▸ **Source extract**:
SAN DIEGO – Longer-term follow-up of patients treated with CD19-targeted chimeric antigen receptor (CAR) T cells for hematologic malignancies indicates that the altered cells are generally safe, with most late events being mild in nature and possibly related to therapies delivered before or after CAR T cells, investigators reported.

Dr. Ana Cordeiro

Among patients treated with CD19-targeted CAR T cells for relapsed or refractory chronic lymphocytic leukemia (CLL) or non-Hodgkin lymphoma (NHL), the most frequent late adverse event was hypogammaglobulinemia, which occurred in 29 of 48 patients evaluated, reported Ana Cordeiro, MD, from the Fred Hutchinson Cancer Research Center in Seattle.

“Our results suggest that CD19 CAR T cells are safe,” Dr. Cordeiro said at the annual meeting of the American Society of Hematology. “However, continuing with prospective systematic and long-term follow-up of these patients is required for better understanding of these late effects.”

Dr. Cordeiro and colleagues studied a total of 60 patients who were enrolled in a phase 1/2 trial at their center of a CD19-targeted CAR T-cell construct and survived for at least 1 year.

The goal of the study was to describe complications that occurred or persisted beyond 90 days after CAR T-cell infusion.

The cohort included 43 patients treated for NHL and 17 treated for CLL. Patients with CLL were followed for a median of 27.5 months, and patients with NHL were followed for a median of 23.8 months.

As of September 2018, 47 patients were still alive, including 15 patients with CLL (88%) and 32 patients with NHL (74%). Of the 17 patients who died, 10 died from progressive disease (2 from CLL and 8 from NHL), and 3 patients died from nonrelapse causes associated with complications from subsequent allogeneic stem cell transplantation (allo-HCT), including 1 patient from graft-versus-host disease (GVHD) and infection, 1 from infection, and 1 from cerberovascular accident/thrombotic microangiopathy.

Of 38 patients who received additional therapies, 17 had subsequent CAR T-cell infusions under the same protocol, and 16 went on to allo-HCT. Treatments for the remaining five patients were not specified.

Of the 22 patients who did not receive additional treatment for their primary malignancies, 21 were in ongoing complete remission following a single CAR T-cell infusion after a median follow-up of 28 months. However, two patients in this group did require treatment for therapy-related myelodysplastic syndrome (t-MDS). The remaining patient had a small CLL clone at last follow-up.

Late adverse events included the following:

  • Late significant cytopenias in three of 19 patients evaluated.
  • Late hypogammaglobulinemia in 29 of 48 evaluated patients.
  • A total of 138 late infections in 31 of the 60 patients.
  • Subsequent malignancies in 10 of the 60 patients, including t-MDS, nonmelanoma skin cancer, and noninvasive bladder cancer.
  • Late immune-related events in seven patients.
  • Late neurogenic/psychiatric events, including one case each of transient ischemic attack at 3.8 months, encephalopathy and myoclonic seizure in the setting of chemotherapy, and a fatal cerebrovascular accident in the setting of allo-HCT and thrombotic microangiopathy. These patients did not have acute neurotoxicity after CAR T-cell therapy, Dr. Cordeiro noted. In addition, three patients experienced exacerbation of depression or anxiety following infusion.
  • GVHD in nine patients at a median time from allo-HCT to first CAR T-cell infusion of 46.3 months (range, 6.7 months to 11 years).

Focusing on those patients who achieve complete remissions after CAR T-cell therapy could help investigators isolate late events that are most likely related to CAR T cells, Dr. Cordeiro said.

Dr. Cordeiro reported having no relevant conflicts of interest.

(Saved entries)
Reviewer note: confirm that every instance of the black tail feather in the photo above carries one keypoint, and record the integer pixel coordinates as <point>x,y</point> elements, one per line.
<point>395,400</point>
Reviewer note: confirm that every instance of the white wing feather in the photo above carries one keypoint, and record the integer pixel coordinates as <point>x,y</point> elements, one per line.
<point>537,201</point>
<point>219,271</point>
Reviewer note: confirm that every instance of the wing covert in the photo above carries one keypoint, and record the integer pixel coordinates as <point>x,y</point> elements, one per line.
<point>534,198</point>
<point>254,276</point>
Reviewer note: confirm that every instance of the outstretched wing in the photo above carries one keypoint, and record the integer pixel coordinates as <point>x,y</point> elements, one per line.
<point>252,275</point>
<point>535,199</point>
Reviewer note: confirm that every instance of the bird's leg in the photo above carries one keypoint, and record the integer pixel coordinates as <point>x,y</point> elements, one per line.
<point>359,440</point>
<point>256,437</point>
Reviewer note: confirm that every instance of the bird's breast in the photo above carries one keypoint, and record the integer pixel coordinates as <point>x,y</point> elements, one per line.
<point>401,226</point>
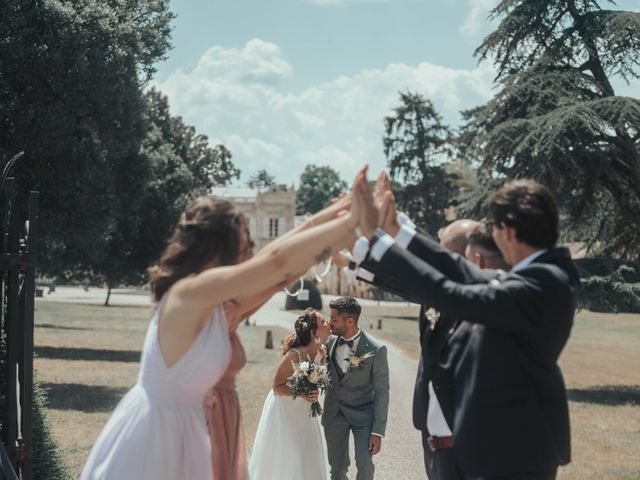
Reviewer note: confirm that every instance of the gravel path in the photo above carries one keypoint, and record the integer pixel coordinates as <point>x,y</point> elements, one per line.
<point>401,456</point>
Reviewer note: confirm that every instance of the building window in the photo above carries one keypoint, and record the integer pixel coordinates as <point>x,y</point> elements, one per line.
<point>273,227</point>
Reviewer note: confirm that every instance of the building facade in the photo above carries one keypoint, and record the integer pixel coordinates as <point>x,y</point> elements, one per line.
<point>270,211</point>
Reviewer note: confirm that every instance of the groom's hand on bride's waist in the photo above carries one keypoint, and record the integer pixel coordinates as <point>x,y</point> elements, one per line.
<point>375,444</point>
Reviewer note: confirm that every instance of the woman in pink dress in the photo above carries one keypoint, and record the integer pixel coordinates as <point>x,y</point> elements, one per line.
<point>222,405</point>
<point>222,411</point>
<point>158,430</point>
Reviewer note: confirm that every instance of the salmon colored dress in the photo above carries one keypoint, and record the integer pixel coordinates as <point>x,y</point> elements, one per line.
<point>222,412</point>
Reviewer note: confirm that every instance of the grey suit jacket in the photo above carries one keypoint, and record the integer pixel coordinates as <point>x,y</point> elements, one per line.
<point>362,393</point>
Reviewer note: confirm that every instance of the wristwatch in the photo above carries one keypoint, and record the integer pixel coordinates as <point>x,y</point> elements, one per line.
<point>377,235</point>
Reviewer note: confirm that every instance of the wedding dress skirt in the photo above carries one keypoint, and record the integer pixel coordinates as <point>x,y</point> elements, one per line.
<point>158,430</point>
<point>289,444</point>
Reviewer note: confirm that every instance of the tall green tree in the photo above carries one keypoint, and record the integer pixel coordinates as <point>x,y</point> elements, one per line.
<point>72,75</point>
<point>176,164</point>
<point>557,117</point>
<point>318,185</point>
<point>262,179</point>
<point>417,144</point>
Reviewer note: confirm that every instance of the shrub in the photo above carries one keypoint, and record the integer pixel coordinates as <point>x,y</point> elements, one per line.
<point>605,294</point>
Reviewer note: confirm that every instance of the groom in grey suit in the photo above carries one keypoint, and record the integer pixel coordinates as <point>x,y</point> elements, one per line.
<point>358,400</point>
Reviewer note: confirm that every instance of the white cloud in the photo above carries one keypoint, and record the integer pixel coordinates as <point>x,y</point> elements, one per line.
<point>476,24</point>
<point>341,3</point>
<point>235,97</point>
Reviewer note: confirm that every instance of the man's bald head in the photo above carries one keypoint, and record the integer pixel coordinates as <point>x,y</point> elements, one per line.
<point>454,235</point>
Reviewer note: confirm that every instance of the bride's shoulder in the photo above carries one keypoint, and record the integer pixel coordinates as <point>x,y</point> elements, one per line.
<point>321,355</point>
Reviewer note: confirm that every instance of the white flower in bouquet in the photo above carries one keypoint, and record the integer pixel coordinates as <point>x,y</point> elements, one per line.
<point>304,367</point>
<point>314,376</point>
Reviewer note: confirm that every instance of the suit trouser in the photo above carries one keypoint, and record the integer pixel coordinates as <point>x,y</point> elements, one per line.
<point>337,436</point>
<point>543,475</point>
<point>441,464</point>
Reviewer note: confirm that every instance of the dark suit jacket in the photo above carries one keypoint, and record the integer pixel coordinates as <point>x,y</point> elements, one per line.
<point>433,339</point>
<point>511,413</point>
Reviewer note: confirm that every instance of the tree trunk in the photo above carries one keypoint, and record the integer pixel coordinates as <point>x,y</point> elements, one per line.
<point>106,302</point>
<point>636,173</point>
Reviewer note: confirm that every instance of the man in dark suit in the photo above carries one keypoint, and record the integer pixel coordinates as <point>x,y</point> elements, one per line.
<point>511,414</point>
<point>439,460</point>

▸ **What needs to be done**: Please copy the passage of the CAR T-cell follow-up report word for word from "Focusing on those" to "conflicts of interest.".

▸ **Worked solution**:
Focusing on those patients who achieve complete remissions after CAR T-cell therapy could help investigators isolate late events that are most likely related to CAR T cells, Dr. Cordeiro said.

Dr. Cordeiro reported having no relevant conflicts of interest.